_What is being asked_
All entries below are to be set down again, identical to the source.

_Task inputs_

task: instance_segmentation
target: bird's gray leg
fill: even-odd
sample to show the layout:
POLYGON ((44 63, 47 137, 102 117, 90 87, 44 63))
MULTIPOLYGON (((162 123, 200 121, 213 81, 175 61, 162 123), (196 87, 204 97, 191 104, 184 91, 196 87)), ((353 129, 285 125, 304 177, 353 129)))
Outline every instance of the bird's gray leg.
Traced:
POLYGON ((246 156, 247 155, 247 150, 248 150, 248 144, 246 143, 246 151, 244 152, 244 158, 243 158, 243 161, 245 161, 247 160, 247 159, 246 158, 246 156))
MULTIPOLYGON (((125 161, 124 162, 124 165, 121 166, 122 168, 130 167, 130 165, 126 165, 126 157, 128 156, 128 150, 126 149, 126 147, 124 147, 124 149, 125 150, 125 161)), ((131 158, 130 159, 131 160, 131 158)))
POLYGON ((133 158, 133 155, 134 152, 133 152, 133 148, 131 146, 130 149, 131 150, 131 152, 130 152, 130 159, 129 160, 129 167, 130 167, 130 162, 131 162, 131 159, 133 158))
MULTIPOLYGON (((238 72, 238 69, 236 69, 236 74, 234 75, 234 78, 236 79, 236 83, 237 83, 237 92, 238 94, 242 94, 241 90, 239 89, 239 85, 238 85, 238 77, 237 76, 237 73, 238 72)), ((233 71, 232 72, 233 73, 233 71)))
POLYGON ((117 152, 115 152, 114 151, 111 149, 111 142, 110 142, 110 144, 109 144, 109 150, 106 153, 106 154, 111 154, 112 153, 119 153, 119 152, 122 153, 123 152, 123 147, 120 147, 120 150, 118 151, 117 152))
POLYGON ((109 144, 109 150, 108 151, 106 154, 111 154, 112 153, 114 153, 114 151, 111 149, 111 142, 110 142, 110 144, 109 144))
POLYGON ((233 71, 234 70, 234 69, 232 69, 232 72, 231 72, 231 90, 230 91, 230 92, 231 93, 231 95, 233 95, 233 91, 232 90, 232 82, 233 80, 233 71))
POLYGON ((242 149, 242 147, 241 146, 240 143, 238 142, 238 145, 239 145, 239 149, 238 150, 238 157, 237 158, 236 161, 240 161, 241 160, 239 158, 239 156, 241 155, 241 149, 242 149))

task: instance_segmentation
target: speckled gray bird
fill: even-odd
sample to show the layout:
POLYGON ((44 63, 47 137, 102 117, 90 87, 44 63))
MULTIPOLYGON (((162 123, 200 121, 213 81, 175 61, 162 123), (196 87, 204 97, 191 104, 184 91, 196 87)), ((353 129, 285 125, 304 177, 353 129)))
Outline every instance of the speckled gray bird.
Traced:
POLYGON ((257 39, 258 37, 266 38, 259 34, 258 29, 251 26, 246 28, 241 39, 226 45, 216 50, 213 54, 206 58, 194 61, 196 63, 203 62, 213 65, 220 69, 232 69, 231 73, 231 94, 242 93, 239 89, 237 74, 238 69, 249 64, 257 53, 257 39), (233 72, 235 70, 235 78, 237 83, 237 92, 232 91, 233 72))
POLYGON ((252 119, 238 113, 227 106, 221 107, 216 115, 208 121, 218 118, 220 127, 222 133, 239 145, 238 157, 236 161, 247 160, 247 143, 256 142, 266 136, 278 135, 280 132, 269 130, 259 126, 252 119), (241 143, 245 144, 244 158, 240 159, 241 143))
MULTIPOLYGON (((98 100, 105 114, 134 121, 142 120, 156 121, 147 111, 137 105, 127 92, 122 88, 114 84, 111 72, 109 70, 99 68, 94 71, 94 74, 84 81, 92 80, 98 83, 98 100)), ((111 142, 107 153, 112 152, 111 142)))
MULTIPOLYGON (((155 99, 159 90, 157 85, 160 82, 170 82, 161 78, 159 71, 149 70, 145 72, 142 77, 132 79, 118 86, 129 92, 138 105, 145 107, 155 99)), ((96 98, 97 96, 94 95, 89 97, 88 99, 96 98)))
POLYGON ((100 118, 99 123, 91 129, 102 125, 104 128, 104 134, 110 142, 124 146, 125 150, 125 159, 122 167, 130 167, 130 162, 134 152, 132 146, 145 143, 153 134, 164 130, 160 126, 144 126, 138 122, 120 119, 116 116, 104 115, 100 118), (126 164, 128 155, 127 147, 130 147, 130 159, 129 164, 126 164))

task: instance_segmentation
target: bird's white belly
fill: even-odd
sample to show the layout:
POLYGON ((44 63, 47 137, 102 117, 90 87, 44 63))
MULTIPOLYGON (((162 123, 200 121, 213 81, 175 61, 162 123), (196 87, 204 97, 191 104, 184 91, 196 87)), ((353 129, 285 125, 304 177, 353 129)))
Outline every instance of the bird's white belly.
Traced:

_Written solution_
task: instance_segmentation
target: bird's gray leg
fill: even-odd
sample to show the layout:
POLYGON ((44 63, 47 137, 102 117, 90 87, 44 63))
MULTIPOLYGON (((162 123, 200 121, 213 81, 175 61, 162 123), (196 87, 204 97, 191 104, 184 91, 196 87)), ((353 129, 285 125, 304 177, 353 129)))
Outline every instance of the bird's gray leg.
Traced:
POLYGON ((246 156, 247 155, 247 150, 248 150, 248 144, 246 143, 246 151, 244 152, 244 158, 243 158, 243 161, 245 161, 247 160, 247 159, 246 158, 246 156))
MULTIPOLYGON (((125 161, 124 162, 124 165, 121 166, 122 168, 130 167, 130 165, 126 165, 126 157, 128 156, 128 150, 126 149, 126 147, 124 147, 124 149, 125 150, 125 161)), ((131 158, 130 159, 131 160, 131 158)))
POLYGON ((133 158, 133 155, 134 152, 133 152, 133 148, 131 146, 130 149, 131 150, 131 152, 130 152, 130 159, 129 160, 129 167, 130 167, 130 162, 131 162, 131 159, 133 158))
MULTIPOLYGON (((238 72, 238 69, 236 69, 236 74, 234 75, 234 78, 236 79, 236 83, 237 83, 237 92, 238 94, 242 94, 241 90, 239 89, 239 85, 238 85, 238 77, 237 76, 237 73, 238 72)), ((233 71, 232 72, 233 73, 233 71)))
POLYGON ((117 152, 115 152, 114 151, 111 149, 111 142, 110 142, 110 144, 109 144, 109 150, 106 153, 106 154, 111 154, 112 153, 119 153, 119 152, 122 153, 123 152, 123 147, 120 147, 120 150, 118 151, 117 152))
POLYGON ((109 144, 109 150, 108 151, 106 154, 111 154, 112 153, 114 153, 114 151, 111 149, 111 142, 110 142, 110 144, 109 144))
POLYGON ((233 71, 234 70, 234 69, 232 69, 232 72, 231 72, 231 90, 230 91, 230 92, 231 93, 231 95, 233 95, 233 91, 232 90, 232 82, 233 80, 233 71))
POLYGON ((242 149, 242 147, 241 146, 240 143, 238 142, 238 145, 239 145, 239 149, 238 150, 238 157, 237 158, 236 161, 240 161, 241 160, 239 158, 239 156, 241 155, 241 149, 242 149))

task: instance_segmentation
target: speckled gray bird
fill: even-odd
sample to show the layout:
POLYGON ((44 63, 47 137, 102 117, 90 87, 44 63))
MULTIPOLYGON (((162 123, 200 121, 213 81, 175 61, 162 123), (196 87, 204 97, 191 104, 184 91, 196 87)), ((353 129, 285 125, 304 177, 353 129)))
Outline every instance of the speckled gray bird.
Traced:
POLYGON ((257 39, 258 37, 266 38, 259 34, 258 29, 251 26, 246 28, 241 39, 226 45, 216 50, 213 54, 206 58, 194 61, 196 63, 203 62, 213 65, 220 69, 232 69, 231 73, 231 94, 242 93, 239 89, 237 74, 238 69, 249 64, 257 53, 257 39), (233 72, 235 70, 235 78, 237 83, 237 92, 232 91, 233 72))
POLYGON ((252 119, 238 113, 227 106, 221 107, 216 115, 208 121, 218 118, 220 127, 222 133, 239 145, 238 157, 236 161, 247 160, 247 143, 256 142, 266 136, 278 135, 280 132, 269 130, 259 126, 252 119), (241 143, 245 144, 244 158, 240 159, 241 143))
MULTIPOLYGON (((98 100, 105 114, 134 121, 142 120, 156 121, 147 111, 137 105, 127 92, 122 88, 114 84, 111 72, 109 70, 99 68, 94 71, 94 74, 84 81, 92 80, 98 83, 98 100)), ((111 142, 107 153, 112 152, 111 142)))
MULTIPOLYGON (((155 99, 159 90, 157 85, 160 82, 170 82, 161 78, 159 71, 149 70, 145 72, 142 77, 132 79, 118 86, 129 92, 138 105, 145 107, 155 99)), ((96 98, 97 96, 94 95, 89 97, 88 99, 96 98)))
POLYGON ((100 118, 99 123, 91 129, 102 125, 104 128, 104 134, 110 142, 124 146, 125 150, 125 159, 122 167, 130 167, 130 162, 134 152, 132 146, 145 143, 153 134, 164 130, 160 126, 144 126, 138 122, 120 119, 116 116, 104 115, 100 118), (126 164, 128 155, 127 147, 130 147, 130 159, 129 164, 126 164))

task: instance_segmentation
target: bird's white belly
fill: even-odd
sample to show the layout:
POLYGON ((44 63, 47 137, 102 117, 90 87, 44 63))
MULTIPOLYGON (((162 123, 200 121, 213 81, 175 61, 162 123), (196 87, 204 97, 191 104, 184 91, 196 87)), ((353 129, 285 125, 304 177, 353 129)))
Outline every instance of the bird's white belly.
Traced:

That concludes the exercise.